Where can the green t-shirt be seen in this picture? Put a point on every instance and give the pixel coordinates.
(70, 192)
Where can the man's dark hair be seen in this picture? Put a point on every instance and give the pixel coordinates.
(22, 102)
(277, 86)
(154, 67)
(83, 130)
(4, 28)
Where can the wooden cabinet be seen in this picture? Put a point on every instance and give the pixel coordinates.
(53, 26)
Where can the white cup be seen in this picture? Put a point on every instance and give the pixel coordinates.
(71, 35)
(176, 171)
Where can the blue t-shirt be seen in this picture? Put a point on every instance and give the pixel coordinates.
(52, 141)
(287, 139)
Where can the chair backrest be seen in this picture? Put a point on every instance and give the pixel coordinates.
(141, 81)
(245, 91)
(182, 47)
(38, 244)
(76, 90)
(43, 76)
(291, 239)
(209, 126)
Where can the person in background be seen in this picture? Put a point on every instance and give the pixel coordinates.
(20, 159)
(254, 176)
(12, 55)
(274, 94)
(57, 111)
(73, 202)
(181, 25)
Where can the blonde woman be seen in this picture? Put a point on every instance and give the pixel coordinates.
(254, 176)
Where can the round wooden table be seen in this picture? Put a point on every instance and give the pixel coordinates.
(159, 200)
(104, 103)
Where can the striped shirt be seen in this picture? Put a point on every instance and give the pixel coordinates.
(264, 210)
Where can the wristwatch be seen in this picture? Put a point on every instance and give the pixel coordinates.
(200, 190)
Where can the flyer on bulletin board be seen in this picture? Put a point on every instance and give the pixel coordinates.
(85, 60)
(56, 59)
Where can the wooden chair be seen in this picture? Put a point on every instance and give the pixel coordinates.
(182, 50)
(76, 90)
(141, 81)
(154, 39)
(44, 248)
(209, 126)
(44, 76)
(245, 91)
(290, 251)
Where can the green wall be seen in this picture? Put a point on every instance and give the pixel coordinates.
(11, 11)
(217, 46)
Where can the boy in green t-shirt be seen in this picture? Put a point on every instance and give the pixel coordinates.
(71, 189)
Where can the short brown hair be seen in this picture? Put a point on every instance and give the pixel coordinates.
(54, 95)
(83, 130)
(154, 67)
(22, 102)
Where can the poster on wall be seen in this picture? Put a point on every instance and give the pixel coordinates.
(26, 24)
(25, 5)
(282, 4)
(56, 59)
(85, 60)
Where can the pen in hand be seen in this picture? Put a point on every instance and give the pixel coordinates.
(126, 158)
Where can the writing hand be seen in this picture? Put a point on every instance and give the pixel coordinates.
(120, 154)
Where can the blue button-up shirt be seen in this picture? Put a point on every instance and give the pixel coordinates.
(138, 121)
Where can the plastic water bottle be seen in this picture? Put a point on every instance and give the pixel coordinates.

------------------------------------------------------------------------

▶ **YOUR TASK**:
Copy all of the data above word for word, keeping every line unchanged.

▶ **EXERCISE SOLUTION**:
Where can the green t-shirt be seen in this picture? Put a point on every instance and give the pixel coordinates.
(70, 192)
Where can the man's dark hair be seen in this picture? Put a point on every instance and give the pixel coordinates.
(22, 102)
(277, 86)
(154, 67)
(83, 130)
(4, 28)
Where can the wooden cabinet be seen in this picture? Put a point on every instance and give the pixel coordinates.
(53, 26)
Where can the white cup be seen in this picture? Put a point on every instance and give the pixel coordinates.
(71, 35)
(176, 171)
Where can the blue t-shirt be seen in this picture? Put a point on every instance and give the pixel coordinates.
(52, 141)
(287, 139)
Where can the chair backrest be seen in this picture? Put a point on every instance and give the pixel coordinates.
(141, 81)
(245, 91)
(182, 47)
(38, 244)
(76, 90)
(43, 76)
(291, 239)
(209, 126)
Where can the person in background be seen in this picture? Put a point on every instance and give the pixel coordinates.
(20, 159)
(254, 176)
(12, 55)
(274, 94)
(57, 111)
(73, 202)
(181, 25)
Where can the blonde woman be seen in this picture? Put a point on every instance and give the pixel coordinates.
(254, 176)
Where can the round wooden table be seen in this picture? Put a point on every instance and give the pixel coordinates.
(159, 200)
(104, 103)
Where can the striped shirt be seen in this picture? Put a point on every instance and give the pixel coordinates.
(264, 210)
Where can the wristwatch be seen in this picture? Put a point on every instance and give the pixel coordinates.
(200, 190)
Where can the flyer on bulletin board be seen in this picture? Put a point on every instance and give the pixel coordinates.
(85, 60)
(56, 59)
Where can the wooden chair be seen in this picture? Put a point on every instance and give the pixel coordinates.
(182, 50)
(76, 90)
(141, 81)
(154, 39)
(44, 248)
(209, 126)
(44, 76)
(245, 91)
(290, 251)
Where can the green wall be seen in this picture? Put a point on every instance and give the pixel coordinates.
(11, 11)
(217, 46)
Where can the boy in green t-shirt be seen in this picture? Put a point on every instance and give the pixel coordinates.
(71, 189)
Where can the short brown hair be seen in this picture? Put a point on every instance and give the pixel coordinates.
(54, 95)
(83, 130)
(154, 67)
(22, 102)
Where can the poster on wall be seen in this picture? Put a point on every instance and give the pixel coordinates.
(26, 24)
(25, 5)
(282, 4)
(56, 59)
(85, 60)
Where can the pen in hand be seen in this picture? Put a point on every instance and give the pixel coordinates.
(126, 158)
Where can the writing hand be seen in this picture? Put a point on every instance and give the pixel coordinates.
(120, 154)
Where can the blue button-up shirt be seen in this picture? Put a point on every instance and give the pixel coordinates.
(138, 121)
Where can the plastic water bottle be seen in this picture? Put a point on every instance and give the pixel coordinates.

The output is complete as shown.